- **本文**:
= = = = = = =

訪問する介護職員とは利用者本人・家族ともに密接に関わることになるため、事業所選びはとても重要な部分となります。
訪問介護のメリット・デメリット
訪問介護の利用を検討する上で大事なことは、メリットとデメリットを把握することです。
メリットとデメリットを両方知っておけば、適切な段階で利用することができます。
訪問介護のメリット
- 住み慣れた自宅で過ごせる
- 施設を利用するよりも安い
- 家族の負担を軽減できる
- サービスの内容を選択できる
訪問介護最大のメリットは、住み慣れた自宅で過ごしながら介護サービスが受けられることです。
慣れない場所ではストレスを感じてしまう高齢者や、できるだけ自宅で過ごしたいと考えている高齢者の方などは訪問介護が適切でしょう。

= = = = = = =

- **検討する資料**:
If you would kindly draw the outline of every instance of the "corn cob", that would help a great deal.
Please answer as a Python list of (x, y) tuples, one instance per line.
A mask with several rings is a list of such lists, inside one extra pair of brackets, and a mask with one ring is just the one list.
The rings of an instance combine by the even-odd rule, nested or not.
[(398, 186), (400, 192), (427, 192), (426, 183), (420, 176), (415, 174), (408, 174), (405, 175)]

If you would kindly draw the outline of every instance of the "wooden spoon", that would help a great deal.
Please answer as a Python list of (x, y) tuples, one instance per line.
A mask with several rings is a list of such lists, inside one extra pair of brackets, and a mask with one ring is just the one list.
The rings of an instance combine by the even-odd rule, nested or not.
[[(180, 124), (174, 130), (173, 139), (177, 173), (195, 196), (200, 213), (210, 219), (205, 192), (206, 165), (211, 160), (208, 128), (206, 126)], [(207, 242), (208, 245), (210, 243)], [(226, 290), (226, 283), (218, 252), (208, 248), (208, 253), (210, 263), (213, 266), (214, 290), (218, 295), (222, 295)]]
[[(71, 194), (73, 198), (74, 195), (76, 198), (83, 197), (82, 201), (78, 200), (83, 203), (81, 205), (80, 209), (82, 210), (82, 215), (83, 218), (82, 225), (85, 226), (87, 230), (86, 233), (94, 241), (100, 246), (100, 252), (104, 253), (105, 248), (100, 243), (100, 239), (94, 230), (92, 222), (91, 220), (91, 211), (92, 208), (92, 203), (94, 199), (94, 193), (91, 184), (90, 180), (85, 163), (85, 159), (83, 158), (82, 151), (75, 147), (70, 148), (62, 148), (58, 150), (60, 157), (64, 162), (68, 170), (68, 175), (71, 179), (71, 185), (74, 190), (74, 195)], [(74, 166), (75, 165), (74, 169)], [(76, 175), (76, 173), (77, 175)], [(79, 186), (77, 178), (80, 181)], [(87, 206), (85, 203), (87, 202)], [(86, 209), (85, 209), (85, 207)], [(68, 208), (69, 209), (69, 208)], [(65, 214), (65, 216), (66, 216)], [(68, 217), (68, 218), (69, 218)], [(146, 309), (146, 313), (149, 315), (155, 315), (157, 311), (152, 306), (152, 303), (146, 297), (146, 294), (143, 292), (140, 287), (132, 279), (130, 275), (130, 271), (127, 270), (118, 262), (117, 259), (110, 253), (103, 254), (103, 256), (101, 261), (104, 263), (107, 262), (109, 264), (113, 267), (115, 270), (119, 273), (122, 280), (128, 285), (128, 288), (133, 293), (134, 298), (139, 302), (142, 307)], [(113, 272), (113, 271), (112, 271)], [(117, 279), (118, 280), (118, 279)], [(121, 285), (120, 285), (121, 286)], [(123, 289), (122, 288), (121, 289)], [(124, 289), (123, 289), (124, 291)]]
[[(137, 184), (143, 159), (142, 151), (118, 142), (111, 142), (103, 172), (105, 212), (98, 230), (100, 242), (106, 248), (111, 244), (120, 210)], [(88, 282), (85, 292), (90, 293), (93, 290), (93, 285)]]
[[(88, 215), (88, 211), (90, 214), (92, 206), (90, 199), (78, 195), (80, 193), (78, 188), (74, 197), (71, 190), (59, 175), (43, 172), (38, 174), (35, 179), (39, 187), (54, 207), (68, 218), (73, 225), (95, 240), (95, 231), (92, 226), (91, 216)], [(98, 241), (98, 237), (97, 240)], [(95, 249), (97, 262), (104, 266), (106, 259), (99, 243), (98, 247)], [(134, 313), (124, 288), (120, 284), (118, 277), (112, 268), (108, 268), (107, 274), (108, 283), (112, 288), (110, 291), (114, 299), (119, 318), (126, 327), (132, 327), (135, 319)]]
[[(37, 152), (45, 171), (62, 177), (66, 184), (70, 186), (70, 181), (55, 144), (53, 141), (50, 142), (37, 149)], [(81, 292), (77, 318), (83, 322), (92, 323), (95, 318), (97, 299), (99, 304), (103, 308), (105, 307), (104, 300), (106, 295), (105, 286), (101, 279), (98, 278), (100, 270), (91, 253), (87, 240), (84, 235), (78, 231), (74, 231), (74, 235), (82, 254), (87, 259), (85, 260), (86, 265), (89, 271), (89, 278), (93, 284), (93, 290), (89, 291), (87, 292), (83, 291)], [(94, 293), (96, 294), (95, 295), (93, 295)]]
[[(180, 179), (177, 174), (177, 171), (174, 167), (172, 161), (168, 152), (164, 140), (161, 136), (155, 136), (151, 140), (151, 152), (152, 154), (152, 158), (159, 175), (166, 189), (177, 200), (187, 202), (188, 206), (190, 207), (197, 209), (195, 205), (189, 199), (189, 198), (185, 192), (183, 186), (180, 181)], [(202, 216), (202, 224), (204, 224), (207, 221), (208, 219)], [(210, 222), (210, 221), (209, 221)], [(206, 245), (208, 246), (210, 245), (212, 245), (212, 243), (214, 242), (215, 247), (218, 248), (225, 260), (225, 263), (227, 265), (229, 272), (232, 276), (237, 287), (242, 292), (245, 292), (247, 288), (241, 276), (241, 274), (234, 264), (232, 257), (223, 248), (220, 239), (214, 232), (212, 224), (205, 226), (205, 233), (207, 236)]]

= = = = = = =

- **課題内容**: 上の訪問介護の文章を「訪問する介護職員とは利用者本」から始めて「どは訪問介護が適切でしょう。」まで書き写し、その中の「高齢者」を「お年寄り」に置き換えてください。

- **解答例**:
訪問する介護職員とは利用者本人・家族ともに密接に関わることになるため、事業所選びはとても重要な部分となります。
訪問介護のメリット・デメリット
訪問介護の利用を検討する上で大事なことは、メリットとデメリットを把握することです。
メリットとデメリットを両方知っておけば、適切な段階で利用することができます。
訪問介護のメリット
- 住み慣れた自宅で過ごせる
- 施設を利用するよりも安い
- 家族の負担を軽減できる
- サービスの内容を選択できる
訪問介護最大のメリットは、住み慣れた自宅で過ごしながら介護サービスが受けられることです。
慣れない場所ではストレスを感じてしまうお年寄りや、できるだけ自宅で過ごしたいと考えているお年寄りの方などは訪問介護が適切でしょう。